_Collected data:_
============

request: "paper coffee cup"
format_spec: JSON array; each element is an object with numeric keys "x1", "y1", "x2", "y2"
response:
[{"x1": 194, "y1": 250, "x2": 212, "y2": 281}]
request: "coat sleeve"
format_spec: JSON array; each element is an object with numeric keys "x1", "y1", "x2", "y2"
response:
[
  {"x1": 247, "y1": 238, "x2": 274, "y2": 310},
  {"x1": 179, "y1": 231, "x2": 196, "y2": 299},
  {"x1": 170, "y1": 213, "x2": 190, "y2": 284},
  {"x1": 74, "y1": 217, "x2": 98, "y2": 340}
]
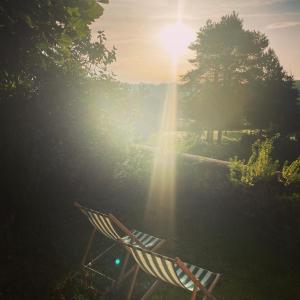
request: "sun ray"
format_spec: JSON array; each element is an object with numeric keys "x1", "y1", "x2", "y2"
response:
[
  {"x1": 159, "y1": 21, "x2": 194, "y2": 61},
  {"x1": 144, "y1": 1, "x2": 194, "y2": 236},
  {"x1": 144, "y1": 82, "x2": 177, "y2": 235}
]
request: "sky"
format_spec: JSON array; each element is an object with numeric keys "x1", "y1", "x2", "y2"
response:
[{"x1": 92, "y1": 0, "x2": 300, "y2": 83}]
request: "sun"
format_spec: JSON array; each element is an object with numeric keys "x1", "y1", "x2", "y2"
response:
[{"x1": 159, "y1": 21, "x2": 194, "y2": 58}]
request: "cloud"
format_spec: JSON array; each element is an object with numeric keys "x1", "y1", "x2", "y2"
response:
[
  {"x1": 243, "y1": 12, "x2": 300, "y2": 18},
  {"x1": 245, "y1": 0, "x2": 289, "y2": 6},
  {"x1": 267, "y1": 21, "x2": 300, "y2": 29},
  {"x1": 205, "y1": 0, "x2": 290, "y2": 9}
]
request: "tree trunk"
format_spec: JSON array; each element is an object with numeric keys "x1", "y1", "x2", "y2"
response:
[
  {"x1": 207, "y1": 129, "x2": 214, "y2": 144},
  {"x1": 206, "y1": 130, "x2": 210, "y2": 142},
  {"x1": 217, "y1": 130, "x2": 222, "y2": 144}
]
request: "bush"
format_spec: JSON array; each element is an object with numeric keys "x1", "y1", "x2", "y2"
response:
[
  {"x1": 230, "y1": 136, "x2": 279, "y2": 186},
  {"x1": 282, "y1": 157, "x2": 300, "y2": 186}
]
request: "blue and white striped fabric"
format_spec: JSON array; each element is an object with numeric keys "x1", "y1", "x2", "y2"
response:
[
  {"x1": 127, "y1": 244, "x2": 219, "y2": 292},
  {"x1": 78, "y1": 205, "x2": 162, "y2": 249}
]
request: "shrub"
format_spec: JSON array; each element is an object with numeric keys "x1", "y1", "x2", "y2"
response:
[
  {"x1": 282, "y1": 157, "x2": 300, "y2": 186},
  {"x1": 230, "y1": 136, "x2": 279, "y2": 186}
]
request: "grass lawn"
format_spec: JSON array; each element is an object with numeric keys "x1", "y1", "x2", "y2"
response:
[
  {"x1": 3, "y1": 162, "x2": 300, "y2": 300},
  {"x1": 61, "y1": 180, "x2": 300, "y2": 299}
]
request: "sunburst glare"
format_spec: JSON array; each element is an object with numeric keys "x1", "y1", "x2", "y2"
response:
[
  {"x1": 159, "y1": 21, "x2": 194, "y2": 60},
  {"x1": 144, "y1": 64, "x2": 178, "y2": 235}
]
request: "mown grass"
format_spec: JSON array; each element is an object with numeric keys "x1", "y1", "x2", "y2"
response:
[
  {"x1": 51, "y1": 164, "x2": 300, "y2": 300},
  {"x1": 3, "y1": 161, "x2": 300, "y2": 300},
  {"x1": 66, "y1": 198, "x2": 299, "y2": 300}
]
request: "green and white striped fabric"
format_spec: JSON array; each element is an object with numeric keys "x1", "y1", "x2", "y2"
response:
[
  {"x1": 79, "y1": 206, "x2": 121, "y2": 240},
  {"x1": 175, "y1": 263, "x2": 218, "y2": 291},
  {"x1": 127, "y1": 244, "x2": 219, "y2": 292},
  {"x1": 122, "y1": 229, "x2": 162, "y2": 249},
  {"x1": 78, "y1": 205, "x2": 162, "y2": 249}
]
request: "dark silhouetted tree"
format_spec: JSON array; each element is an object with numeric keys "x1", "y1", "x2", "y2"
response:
[
  {"x1": 182, "y1": 12, "x2": 299, "y2": 143},
  {"x1": 0, "y1": 0, "x2": 115, "y2": 100},
  {"x1": 245, "y1": 49, "x2": 299, "y2": 134},
  {"x1": 0, "y1": 0, "x2": 119, "y2": 205}
]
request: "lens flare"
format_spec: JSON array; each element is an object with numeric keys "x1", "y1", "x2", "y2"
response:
[
  {"x1": 114, "y1": 258, "x2": 121, "y2": 266},
  {"x1": 145, "y1": 1, "x2": 188, "y2": 236},
  {"x1": 144, "y1": 66, "x2": 178, "y2": 236},
  {"x1": 160, "y1": 21, "x2": 194, "y2": 59}
]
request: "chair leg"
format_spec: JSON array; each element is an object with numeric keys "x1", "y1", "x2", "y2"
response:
[
  {"x1": 81, "y1": 228, "x2": 96, "y2": 266},
  {"x1": 202, "y1": 274, "x2": 220, "y2": 300},
  {"x1": 127, "y1": 265, "x2": 140, "y2": 300},
  {"x1": 118, "y1": 264, "x2": 136, "y2": 283},
  {"x1": 105, "y1": 263, "x2": 137, "y2": 295},
  {"x1": 191, "y1": 287, "x2": 198, "y2": 300},
  {"x1": 141, "y1": 280, "x2": 160, "y2": 300},
  {"x1": 116, "y1": 251, "x2": 130, "y2": 288},
  {"x1": 202, "y1": 294, "x2": 216, "y2": 300}
]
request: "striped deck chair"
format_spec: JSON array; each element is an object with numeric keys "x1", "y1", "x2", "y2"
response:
[
  {"x1": 74, "y1": 202, "x2": 165, "y2": 287},
  {"x1": 124, "y1": 243, "x2": 221, "y2": 300}
]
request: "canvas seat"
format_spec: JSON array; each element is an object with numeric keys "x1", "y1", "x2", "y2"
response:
[
  {"x1": 121, "y1": 229, "x2": 162, "y2": 249},
  {"x1": 175, "y1": 263, "x2": 218, "y2": 292},
  {"x1": 74, "y1": 202, "x2": 165, "y2": 288},
  {"x1": 124, "y1": 243, "x2": 221, "y2": 300}
]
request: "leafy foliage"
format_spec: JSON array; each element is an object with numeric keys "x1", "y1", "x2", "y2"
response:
[
  {"x1": 245, "y1": 49, "x2": 299, "y2": 133},
  {"x1": 0, "y1": 0, "x2": 116, "y2": 100},
  {"x1": 114, "y1": 148, "x2": 152, "y2": 186},
  {"x1": 181, "y1": 12, "x2": 299, "y2": 135},
  {"x1": 230, "y1": 136, "x2": 279, "y2": 186},
  {"x1": 282, "y1": 157, "x2": 300, "y2": 186},
  {"x1": 175, "y1": 132, "x2": 200, "y2": 153}
]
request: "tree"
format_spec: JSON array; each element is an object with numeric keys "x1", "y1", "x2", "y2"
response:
[
  {"x1": 245, "y1": 49, "x2": 299, "y2": 134},
  {"x1": 181, "y1": 12, "x2": 299, "y2": 143},
  {"x1": 0, "y1": 0, "x2": 119, "y2": 204},
  {"x1": 0, "y1": 0, "x2": 115, "y2": 101}
]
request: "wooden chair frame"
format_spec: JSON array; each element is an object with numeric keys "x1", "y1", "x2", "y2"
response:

============

_EXERCISE PROMPT:_
Write every line of the data out again exactly, leaving out all images.

_SOLVED EXERCISE:_
request: "paper coffee cup"
format_spec: JSON array; each element is an object with numeric keys "x1", "y1", "x2", "y2"
response:
[{"x1": 194, "y1": 250, "x2": 212, "y2": 281}]
request: "coat sleeve"
format_spec: JSON array; each element is an object with numeric keys "x1", "y1", "x2", "y2"
response:
[
  {"x1": 247, "y1": 238, "x2": 274, "y2": 310},
  {"x1": 179, "y1": 231, "x2": 196, "y2": 299},
  {"x1": 170, "y1": 213, "x2": 190, "y2": 284},
  {"x1": 74, "y1": 217, "x2": 98, "y2": 340}
]
request: "sun ray"
format_spec: JSON array; each element is an object with numeric keys "x1", "y1", "x2", "y2"
response:
[
  {"x1": 159, "y1": 21, "x2": 194, "y2": 61},
  {"x1": 144, "y1": 1, "x2": 194, "y2": 236},
  {"x1": 144, "y1": 82, "x2": 177, "y2": 235}
]
request: "sky"
format_spec: JSON array; each element is an object with numeric keys "x1", "y1", "x2", "y2"
response:
[{"x1": 92, "y1": 0, "x2": 300, "y2": 83}]
request: "sun"
format_spec: JSON array; each element is an object with numeric keys "x1", "y1", "x2", "y2"
response:
[{"x1": 159, "y1": 21, "x2": 194, "y2": 58}]
request: "cloud"
format_spec: JSON array; each element is an object with numeric keys "x1", "y1", "x2", "y2"
response:
[
  {"x1": 243, "y1": 12, "x2": 300, "y2": 18},
  {"x1": 245, "y1": 0, "x2": 289, "y2": 6},
  {"x1": 267, "y1": 21, "x2": 300, "y2": 29},
  {"x1": 205, "y1": 0, "x2": 290, "y2": 9}
]
request: "tree trunk"
format_spec: JSON array; each element is an object with numeric keys "x1", "y1", "x2", "y2"
response:
[
  {"x1": 207, "y1": 129, "x2": 214, "y2": 144},
  {"x1": 206, "y1": 130, "x2": 210, "y2": 142},
  {"x1": 217, "y1": 130, "x2": 222, "y2": 144}
]
request: "bush"
format_spec: JSON array; each element is an object with numeric keys "x1", "y1", "x2", "y2"
response:
[
  {"x1": 230, "y1": 136, "x2": 279, "y2": 186},
  {"x1": 282, "y1": 157, "x2": 300, "y2": 186}
]
request: "blue and white striped fabric"
format_spec: JSON array; each element is an object with numeric keys "x1", "y1", "x2", "y2"
response:
[
  {"x1": 127, "y1": 244, "x2": 219, "y2": 292},
  {"x1": 78, "y1": 205, "x2": 162, "y2": 249}
]
request: "shrub"
format_spec: JSON array; each element is an object with numeric keys "x1", "y1", "x2", "y2"
response:
[
  {"x1": 282, "y1": 157, "x2": 300, "y2": 186},
  {"x1": 230, "y1": 136, "x2": 279, "y2": 186}
]
request: "grass lawn"
format_spec: JSON array; each element is an object with numeric keys "x1", "y1", "x2", "y2"
response:
[
  {"x1": 3, "y1": 162, "x2": 300, "y2": 300},
  {"x1": 61, "y1": 180, "x2": 300, "y2": 299}
]
request: "sunburst glare"
format_spec: JSON array; each element is an object with numeric keys "x1", "y1", "x2", "y2"
response:
[
  {"x1": 159, "y1": 21, "x2": 194, "y2": 60},
  {"x1": 144, "y1": 64, "x2": 178, "y2": 235}
]
request: "mown grass"
format_spec: JSON array; each element is an object with numeric keys "x1", "y1", "x2", "y2"
response:
[
  {"x1": 51, "y1": 164, "x2": 300, "y2": 300},
  {"x1": 3, "y1": 161, "x2": 300, "y2": 300},
  {"x1": 66, "y1": 198, "x2": 299, "y2": 300}
]
request: "green and white striped fabric"
format_spec: JSON array; each element is an object with numeric keys "x1", "y1", "x2", "y2"
response:
[
  {"x1": 79, "y1": 206, "x2": 121, "y2": 240},
  {"x1": 175, "y1": 263, "x2": 218, "y2": 291},
  {"x1": 127, "y1": 244, "x2": 219, "y2": 292},
  {"x1": 122, "y1": 229, "x2": 162, "y2": 249},
  {"x1": 78, "y1": 205, "x2": 162, "y2": 249}
]
request: "dark silhouetted tree"
format_spec: JSON array; each element is an object with numeric keys "x1", "y1", "x2", "y2"
response:
[
  {"x1": 182, "y1": 12, "x2": 299, "y2": 143},
  {"x1": 0, "y1": 0, "x2": 115, "y2": 100},
  {"x1": 245, "y1": 49, "x2": 299, "y2": 134},
  {"x1": 0, "y1": 0, "x2": 119, "y2": 205}
]
request: "lens flare"
format_spec: JSON array; each element is an object with numeric keys "x1", "y1", "x2", "y2"
response:
[
  {"x1": 114, "y1": 258, "x2": 121, "y2": 266},
  {"x1": 145, "y1": 1, "x2": 188, "y2": 236},
  {"x1": 144, "y1": 66, "x2": 178, "y2": 236},
  {"x1": 160, "y1": 21, "x2": 194, "y2": 59}
]
request: "chair leg"
format_spec: JSON array; each element is an object with numeric keys "x1", "y1", "x2", "y2"
response:
[
  {"x1": 81, "y1": 228, "x2": 96, "y2": 266},
  {"x1": 202, "y1": 274, "x2": 220, "y2": 300},
  {"x1": 127, "y1": 265, "x2": 140, "y2": 300},
  {"x1": 118, "y1": 264, "x2": 136, "y2": 283},
  {"x1": 105, "y1": 263, "x2": 137, "y2": 295},
  {"x1": 191, "y1": 287, "x2": 198, "y2": 300},
  {"x1": 141, "y1": 280, "x2": 160, "y2": 300},
  {"x1": 116, "y1": 251, "x2": 130, "y2": 288},
  {"x1": 202, "y1": 294, "x2": 216, "y2": 300}
]
request: "striped deck chair"
format_spec: JSON array; each element is an object with numeric keys "x1", "y1", "x2", "y2"
response:
[
  {"x1": 74, "y1": 202, "x2": 165, "y2": 287},
  {"x1": 124, "y1": 243, "x2": 221, "y2": 300}
]
request: "canvas seat"
format_spec: JSON array; each element is an object with numeric keys "x1", "y1", "x2", "y2"
response:
[
  {"x1": 121, "y1": 229, "x2": 162, "y2": 249},
  {"x1": 175, "y1": 263, "x2": 218, "y2": 292},
  {"x1": 74, "y1": 202, "x2": 165, "y2": 288},
  {"x1": 124, "y1": 243, "x2": 221, "y2": 300}
]
request: "leafy foliage"
format_spec: JSON array; each element is an object with numeric keys "x1", "y1", "x2", "y2"
response:
[
  {"x1": 245, "y1": 49, "x2": 299, "y2": 133},
  {"x1": 0, "y1": 0, "x2": 116, "y2": 100},
  {"x1": 114, "y1": 148, "x2": 152, "y2": 186},
  {"x1": 181, "y1": 12, "x2": 299, "y2": 135},
  {"x1": 230, "y1": 136, "x2": 279, "y2": 186},
  {"x1": 282, "y1": 157, "x2": 300, "y2": 186},
  {"x1": 175, "y1": 132, "x2": 200, "y2": 153}
]
request: "tree"
format_spec: JSON array; each element is an object with numeric keys "x1", "y1", "x2", "y2"
response:
[
  {"x1": 245, "y1": 49, "x2": 299, "y2": 134},
  {"x1": 181, "y1": 12, "x2": 299, "y2": 143},
  {"x1": 0, "y1": 0, "x2": 119, "y2": 204},
  {"x1": 0, "y1": 0, "x2": 115, "y2": 101}
]
request: "wooden chair frame"
format_spec: JSON array; each element is an object with numeric keys "x1", "y1", "x2", "y2"
response:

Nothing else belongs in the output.